**Aufgaben**
A. Nenne alle Einrichtungen, die laut dem Text zur Diskussionsveranstaltung im Bundestag diese Veranstaltung getragen haben.
B. Entnimm dem Text zur Diskussionsveranstaltung im Bundestag wortgetreu den Abschnitt zwischen „Weg von der“ und „in Deutschland geführt.“, beide eingeschlossen.

**Zitierter Text**
################

Weg von der Erbsenzählerei
von Ulrich W. Sahm
Im Sitzungssaal des Außenausschusses des Bundestags,
im modernen Paul Loebe Haus, waren Ende Juni 2003 etwa 150 Interessenten
gekommen, um Vorträge zum Thema "Antisemismus, deutsche Medien
und Nahostkonflikt" zu hören. Versteckte und sogar offene antijüdische
Äußerungen, sowie eine tendenziöse Berichterstattung über
den Nahostkonflikt hätten zu einem bedenklichen Anstieg antisemitischer
Gefühle in Europa und speziell auch in Deutschland geführt.
Die Diskussionsveranstaltung wurde vom Moses-Mendelssohn-Zentrum für
europäisch-jüdische Studien an der Universität Potsdam,
vom Wissenschaftsforum der Sozialdemokratie in Berlin, Brandenburg und
Mecklenburg-Vorpommern, vom Kulturforum der Sozialdemokratie und von honestly-concerned
getragen. Wir veröffentlichen den Redebeitrag von Ulrich W. Sahm,
dem Nahostkorrespondenten von ntv.

################

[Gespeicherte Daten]

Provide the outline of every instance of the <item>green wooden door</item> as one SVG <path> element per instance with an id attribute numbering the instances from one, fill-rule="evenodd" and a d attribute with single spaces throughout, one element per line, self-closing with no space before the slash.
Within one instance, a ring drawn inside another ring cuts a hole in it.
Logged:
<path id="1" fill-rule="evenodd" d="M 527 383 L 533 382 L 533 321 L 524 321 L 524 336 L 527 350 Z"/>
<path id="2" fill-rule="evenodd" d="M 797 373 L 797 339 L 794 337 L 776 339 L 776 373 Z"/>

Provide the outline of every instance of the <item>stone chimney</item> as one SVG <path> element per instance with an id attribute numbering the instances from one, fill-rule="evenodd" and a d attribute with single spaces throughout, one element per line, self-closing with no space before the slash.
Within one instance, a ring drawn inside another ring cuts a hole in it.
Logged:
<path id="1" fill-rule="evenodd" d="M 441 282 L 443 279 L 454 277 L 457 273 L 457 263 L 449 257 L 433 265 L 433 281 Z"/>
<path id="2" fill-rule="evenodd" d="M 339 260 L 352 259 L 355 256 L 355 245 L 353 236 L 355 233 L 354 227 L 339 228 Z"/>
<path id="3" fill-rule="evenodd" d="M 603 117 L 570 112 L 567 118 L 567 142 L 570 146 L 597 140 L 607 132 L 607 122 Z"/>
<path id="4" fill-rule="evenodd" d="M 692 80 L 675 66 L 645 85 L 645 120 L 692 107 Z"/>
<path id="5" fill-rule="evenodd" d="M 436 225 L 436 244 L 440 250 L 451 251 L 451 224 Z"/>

################

**Lösungen**
A.
- Moses-Mendelssohn-Zentrum für europäisch-jüdische Studien an der Universität Potsdam
- Wissenschaftsforum der Sozialdemokratie in Berlin, Brandenburg und Mecklenburg-Vorpommern
- Kulturforum der Sozialdemokratie
- honestly-concerned

B.
Weg von der Erbsenzählerei
von Ulrich W. Sahm
Im Sitzungssaal des Außenausschusses des Bundestags,
im modernen Paul Loebe Haus, waren Ende Juni 2003 etwa 150 Interessenten
gekommen, um Vorträge zum Thema "Antisemismus, deutsche Medien
und Nahostkonflikt" zu hören. Versteckte und sogar offene antijüdische
Äußerungen, sowie eine tendenziöse Berichterstattung über
den Nahostkonflikt hätten zu einem bedenklichen Anstieg antisemitischer
Gefühle in Europa und speziell auch in Deutschland geführt.